WHAT YOU ARE ASKED TO DO:
Please set out the material from the line containing "Scouting task: drop one point on every instance of the wheel" down through the line containing "[(552, 34)]", both included, as a Markdown table with the columns Row (a running row number) and Line (the text of that line). Leave out blank lines and anything outside that span.

Photo object pointing records:

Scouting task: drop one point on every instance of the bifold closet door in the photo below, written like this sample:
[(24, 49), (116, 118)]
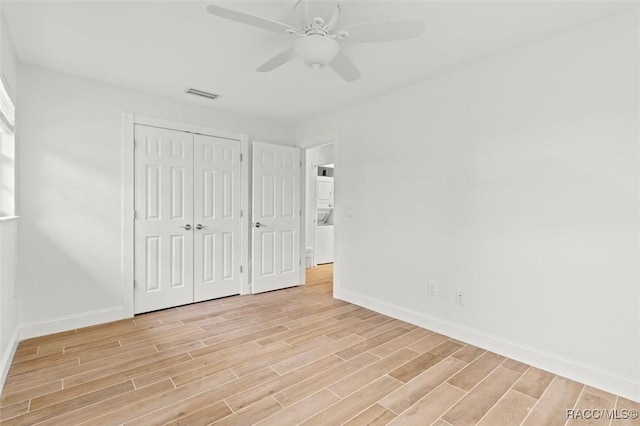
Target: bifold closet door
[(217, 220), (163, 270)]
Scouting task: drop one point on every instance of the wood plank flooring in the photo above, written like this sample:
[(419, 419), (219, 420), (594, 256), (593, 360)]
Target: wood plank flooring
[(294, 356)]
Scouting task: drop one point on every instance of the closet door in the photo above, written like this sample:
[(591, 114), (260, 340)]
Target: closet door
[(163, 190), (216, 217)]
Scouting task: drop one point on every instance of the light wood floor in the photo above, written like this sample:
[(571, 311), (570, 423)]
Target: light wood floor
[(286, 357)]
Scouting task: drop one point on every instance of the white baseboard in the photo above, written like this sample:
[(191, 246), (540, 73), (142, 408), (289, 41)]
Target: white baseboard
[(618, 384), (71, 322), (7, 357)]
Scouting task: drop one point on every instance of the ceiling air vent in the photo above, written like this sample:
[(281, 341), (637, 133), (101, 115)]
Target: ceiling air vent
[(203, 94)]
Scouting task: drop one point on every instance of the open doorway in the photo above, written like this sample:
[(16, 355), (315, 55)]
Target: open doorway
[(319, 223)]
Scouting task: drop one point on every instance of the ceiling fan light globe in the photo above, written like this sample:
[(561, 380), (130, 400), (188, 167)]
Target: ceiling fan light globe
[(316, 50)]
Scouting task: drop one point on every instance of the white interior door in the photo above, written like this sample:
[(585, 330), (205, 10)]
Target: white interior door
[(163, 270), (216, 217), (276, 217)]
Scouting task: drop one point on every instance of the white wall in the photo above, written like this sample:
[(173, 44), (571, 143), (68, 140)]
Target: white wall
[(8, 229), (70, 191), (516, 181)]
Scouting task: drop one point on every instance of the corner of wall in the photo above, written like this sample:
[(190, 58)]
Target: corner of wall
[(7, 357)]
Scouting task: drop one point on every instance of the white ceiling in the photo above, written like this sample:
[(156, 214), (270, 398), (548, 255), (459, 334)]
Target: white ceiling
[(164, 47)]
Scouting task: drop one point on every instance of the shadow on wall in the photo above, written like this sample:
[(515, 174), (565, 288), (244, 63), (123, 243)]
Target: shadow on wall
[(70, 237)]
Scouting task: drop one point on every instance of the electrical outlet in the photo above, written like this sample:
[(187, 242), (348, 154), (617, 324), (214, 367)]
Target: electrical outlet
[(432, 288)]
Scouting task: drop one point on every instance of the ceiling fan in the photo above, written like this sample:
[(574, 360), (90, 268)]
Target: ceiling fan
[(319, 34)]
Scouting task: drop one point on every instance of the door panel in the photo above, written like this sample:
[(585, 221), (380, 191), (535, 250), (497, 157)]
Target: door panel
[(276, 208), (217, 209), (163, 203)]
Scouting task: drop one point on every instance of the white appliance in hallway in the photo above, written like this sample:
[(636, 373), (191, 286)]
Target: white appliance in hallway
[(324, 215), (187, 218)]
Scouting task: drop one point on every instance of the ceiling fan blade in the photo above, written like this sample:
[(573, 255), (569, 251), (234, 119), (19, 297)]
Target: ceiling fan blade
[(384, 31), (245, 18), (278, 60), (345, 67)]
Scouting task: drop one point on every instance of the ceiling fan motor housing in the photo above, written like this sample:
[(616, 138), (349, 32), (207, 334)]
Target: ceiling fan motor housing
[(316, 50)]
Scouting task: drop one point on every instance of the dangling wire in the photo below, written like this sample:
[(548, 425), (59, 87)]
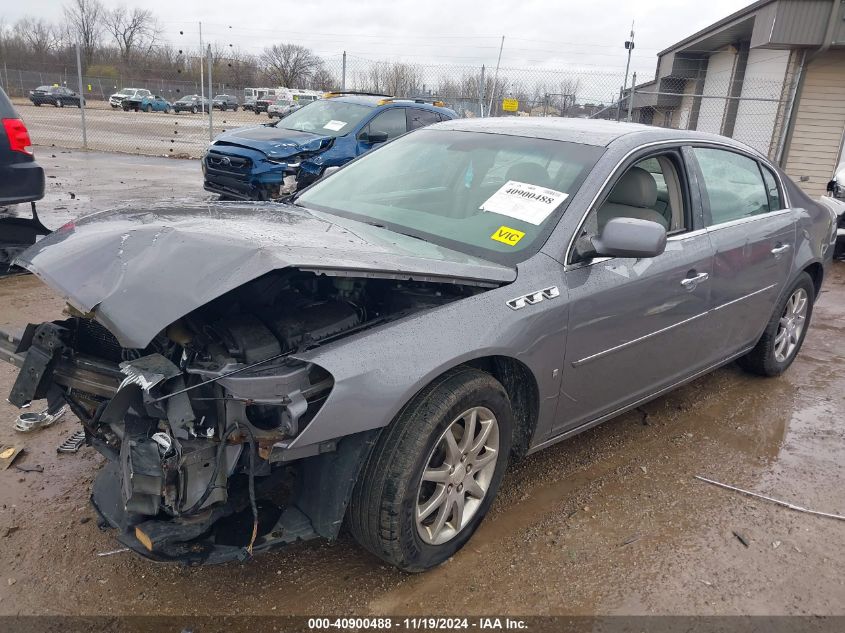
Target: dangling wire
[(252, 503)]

---

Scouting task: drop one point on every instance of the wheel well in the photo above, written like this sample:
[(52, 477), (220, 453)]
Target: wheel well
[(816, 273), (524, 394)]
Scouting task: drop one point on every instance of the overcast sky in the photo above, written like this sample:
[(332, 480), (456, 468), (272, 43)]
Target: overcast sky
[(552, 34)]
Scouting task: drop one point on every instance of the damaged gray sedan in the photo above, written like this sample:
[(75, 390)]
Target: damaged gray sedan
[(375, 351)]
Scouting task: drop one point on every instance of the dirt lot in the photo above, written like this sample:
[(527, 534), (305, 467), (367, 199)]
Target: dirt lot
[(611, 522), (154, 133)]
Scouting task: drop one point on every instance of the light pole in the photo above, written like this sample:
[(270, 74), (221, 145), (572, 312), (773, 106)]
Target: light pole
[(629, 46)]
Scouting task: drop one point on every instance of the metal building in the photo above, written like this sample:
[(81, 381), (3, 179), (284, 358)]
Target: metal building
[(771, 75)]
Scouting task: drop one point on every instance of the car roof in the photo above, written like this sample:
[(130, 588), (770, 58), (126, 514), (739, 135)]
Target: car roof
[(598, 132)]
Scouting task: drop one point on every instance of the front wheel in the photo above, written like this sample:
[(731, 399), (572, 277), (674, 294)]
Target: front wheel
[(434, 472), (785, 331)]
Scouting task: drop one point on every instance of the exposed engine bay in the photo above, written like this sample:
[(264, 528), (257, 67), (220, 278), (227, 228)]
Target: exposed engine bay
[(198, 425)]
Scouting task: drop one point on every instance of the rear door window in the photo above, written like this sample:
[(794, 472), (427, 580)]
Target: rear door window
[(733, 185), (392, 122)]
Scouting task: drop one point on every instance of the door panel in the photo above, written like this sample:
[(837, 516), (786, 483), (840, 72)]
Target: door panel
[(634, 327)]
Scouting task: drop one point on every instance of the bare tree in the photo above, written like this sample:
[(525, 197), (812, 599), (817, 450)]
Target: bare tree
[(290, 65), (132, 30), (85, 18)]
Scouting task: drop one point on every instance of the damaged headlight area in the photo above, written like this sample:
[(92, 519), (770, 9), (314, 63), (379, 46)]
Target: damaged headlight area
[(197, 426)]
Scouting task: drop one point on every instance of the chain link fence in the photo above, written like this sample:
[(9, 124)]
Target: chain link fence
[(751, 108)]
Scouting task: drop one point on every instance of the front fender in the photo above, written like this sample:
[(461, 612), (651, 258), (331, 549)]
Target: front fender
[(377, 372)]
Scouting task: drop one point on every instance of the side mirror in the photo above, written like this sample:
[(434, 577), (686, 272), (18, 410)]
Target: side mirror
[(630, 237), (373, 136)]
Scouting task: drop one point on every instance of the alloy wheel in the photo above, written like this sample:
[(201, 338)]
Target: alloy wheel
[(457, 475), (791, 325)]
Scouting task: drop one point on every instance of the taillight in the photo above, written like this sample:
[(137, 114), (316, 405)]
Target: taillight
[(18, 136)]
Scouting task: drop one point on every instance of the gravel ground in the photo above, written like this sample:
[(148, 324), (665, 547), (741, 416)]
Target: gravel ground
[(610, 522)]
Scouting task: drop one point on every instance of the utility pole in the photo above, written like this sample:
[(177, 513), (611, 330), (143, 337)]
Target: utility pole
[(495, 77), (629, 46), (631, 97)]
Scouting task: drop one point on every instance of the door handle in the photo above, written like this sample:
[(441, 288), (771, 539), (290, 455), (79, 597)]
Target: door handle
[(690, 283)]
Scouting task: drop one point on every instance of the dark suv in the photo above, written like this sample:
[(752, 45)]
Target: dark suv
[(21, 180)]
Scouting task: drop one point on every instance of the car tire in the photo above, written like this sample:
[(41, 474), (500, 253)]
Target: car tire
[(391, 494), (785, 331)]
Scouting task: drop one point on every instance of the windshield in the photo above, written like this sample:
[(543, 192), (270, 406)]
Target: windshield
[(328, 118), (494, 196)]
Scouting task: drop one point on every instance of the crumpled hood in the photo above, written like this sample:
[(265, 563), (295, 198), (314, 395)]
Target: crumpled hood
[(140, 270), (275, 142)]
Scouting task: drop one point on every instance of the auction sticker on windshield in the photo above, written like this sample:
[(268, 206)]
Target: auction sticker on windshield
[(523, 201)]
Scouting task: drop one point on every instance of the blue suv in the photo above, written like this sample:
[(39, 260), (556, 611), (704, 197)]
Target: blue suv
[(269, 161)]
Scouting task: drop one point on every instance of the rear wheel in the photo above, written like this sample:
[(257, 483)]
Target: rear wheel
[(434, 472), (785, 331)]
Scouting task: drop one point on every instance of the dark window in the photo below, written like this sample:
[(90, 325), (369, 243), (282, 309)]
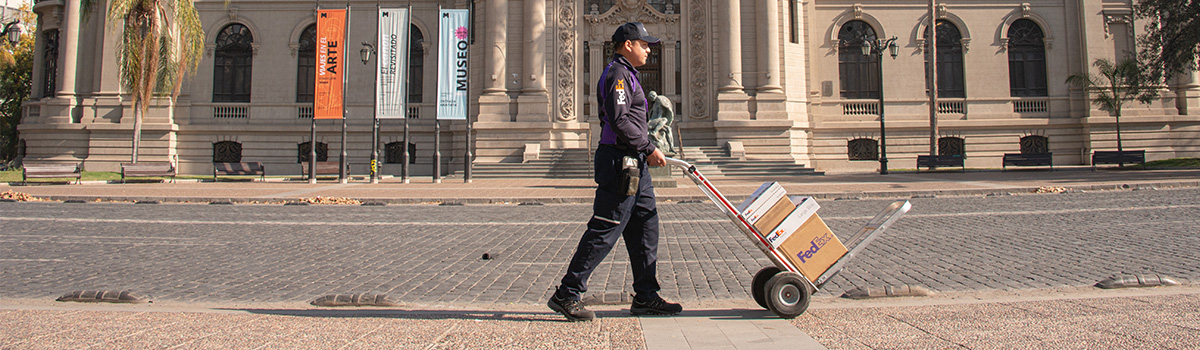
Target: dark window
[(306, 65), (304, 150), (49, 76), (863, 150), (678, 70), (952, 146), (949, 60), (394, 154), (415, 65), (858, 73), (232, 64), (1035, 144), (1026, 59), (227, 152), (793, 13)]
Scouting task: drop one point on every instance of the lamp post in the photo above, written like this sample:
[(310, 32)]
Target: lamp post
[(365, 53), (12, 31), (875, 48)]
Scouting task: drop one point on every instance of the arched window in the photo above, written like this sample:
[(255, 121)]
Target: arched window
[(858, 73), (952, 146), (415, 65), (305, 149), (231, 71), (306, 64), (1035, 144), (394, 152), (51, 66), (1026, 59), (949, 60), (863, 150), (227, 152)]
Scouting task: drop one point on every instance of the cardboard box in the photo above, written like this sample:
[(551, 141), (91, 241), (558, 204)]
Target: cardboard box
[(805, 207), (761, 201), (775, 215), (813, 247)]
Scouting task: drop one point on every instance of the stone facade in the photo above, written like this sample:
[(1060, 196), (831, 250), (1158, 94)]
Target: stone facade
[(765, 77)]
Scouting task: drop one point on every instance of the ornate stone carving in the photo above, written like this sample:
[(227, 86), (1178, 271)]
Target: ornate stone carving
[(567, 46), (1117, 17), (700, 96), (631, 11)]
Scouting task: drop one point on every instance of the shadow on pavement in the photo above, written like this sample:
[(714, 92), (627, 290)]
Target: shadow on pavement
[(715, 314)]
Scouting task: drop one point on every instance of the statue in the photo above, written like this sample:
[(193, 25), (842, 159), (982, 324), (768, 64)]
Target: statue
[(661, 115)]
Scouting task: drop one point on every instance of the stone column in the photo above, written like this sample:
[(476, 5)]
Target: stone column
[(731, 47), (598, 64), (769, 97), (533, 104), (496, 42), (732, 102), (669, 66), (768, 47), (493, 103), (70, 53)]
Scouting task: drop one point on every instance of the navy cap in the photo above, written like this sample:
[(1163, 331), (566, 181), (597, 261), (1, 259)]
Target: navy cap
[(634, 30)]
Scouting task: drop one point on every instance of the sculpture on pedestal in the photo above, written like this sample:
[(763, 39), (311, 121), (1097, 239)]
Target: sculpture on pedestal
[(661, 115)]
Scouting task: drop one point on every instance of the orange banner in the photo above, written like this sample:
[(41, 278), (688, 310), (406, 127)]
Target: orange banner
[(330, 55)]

RESPONSE BELOW:
| Row | Line |
|---|---|
| 1 | Scouting task: drop one point on every instance of the wheel well in the photo above, written like this sample: |
| 2 | [(52, 477), (220, 453)] |
| 3 | Target: wheel well |
| 4 | [(816, 273), (524, 394)] |
| 5 | Scouting task: drop one point on every instance of the overcast sky in the photo above, written like this sample: |
| 6 | [(332, 480), (456, 468), (272, 43)] |
| 7 | Target: overcast sky |
| 8 | [(552, 34)] |